| What to do |
Give back an exact copy of the lines below, from the first through the line with "Target: spectator in stands"; please stop there.

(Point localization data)
%%

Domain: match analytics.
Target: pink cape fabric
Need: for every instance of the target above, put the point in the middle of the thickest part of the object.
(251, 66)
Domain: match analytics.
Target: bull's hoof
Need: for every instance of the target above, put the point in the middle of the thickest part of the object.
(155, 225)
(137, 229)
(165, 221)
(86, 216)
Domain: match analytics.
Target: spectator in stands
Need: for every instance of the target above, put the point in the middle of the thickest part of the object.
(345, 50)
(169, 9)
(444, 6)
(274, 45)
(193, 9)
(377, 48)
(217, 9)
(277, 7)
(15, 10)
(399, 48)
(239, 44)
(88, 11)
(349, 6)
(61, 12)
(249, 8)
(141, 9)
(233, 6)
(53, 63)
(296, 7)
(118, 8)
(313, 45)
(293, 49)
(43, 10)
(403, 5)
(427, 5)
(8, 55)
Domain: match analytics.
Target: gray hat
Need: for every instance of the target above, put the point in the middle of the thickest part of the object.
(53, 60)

%%

| Result below |
Domain: match analytics.
Target: pink cape fabric
Need: for every instance of the target above, put the point in the middle of the thickest part of the object.
(251, 66)
Domain: match analytics.
Target: bull's hoof
Need: for every instance of the target above, put the point in the middle of the thickest part of the object.
(155, 225)
(137, 229)
(165, 221)
(86, 216)
Domain: match analytics.
Target: spectator in stands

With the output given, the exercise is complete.